Polygon annotations for photos:
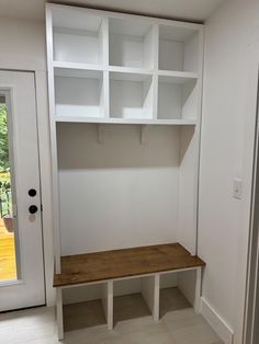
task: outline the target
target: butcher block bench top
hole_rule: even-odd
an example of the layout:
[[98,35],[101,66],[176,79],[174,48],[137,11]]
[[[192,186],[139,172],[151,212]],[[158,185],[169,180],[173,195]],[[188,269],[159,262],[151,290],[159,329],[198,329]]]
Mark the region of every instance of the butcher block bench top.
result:
[[204,266],[180,243],[61,256],[61,273],[54,287],[67,287],[109,279]]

**TASK DIRECTIONS:** Write out every line of the listing again, requests included, and add -50 to each polygon vertex coordinate in the answers only. Leave the pictures out.

**RESPONSE BELOW:**
task: outline the target
target: butcher block bench top
hole_rule: even-odd
an example of the layout:
[[98,35],[101,66],[176,79],[174,48],[137,11]]
[[[192,186],[139,172],[151,212]],[[158,185],[169,180],[173,195]],[[188,269],[159,262],[151,290],[159,329],[198,329]]]
Mark the region of every instance of the butcher block bench top.
result:
[[154,216],[130,193],[11,206],[11,223],[4,237],[17,237],[59,229]]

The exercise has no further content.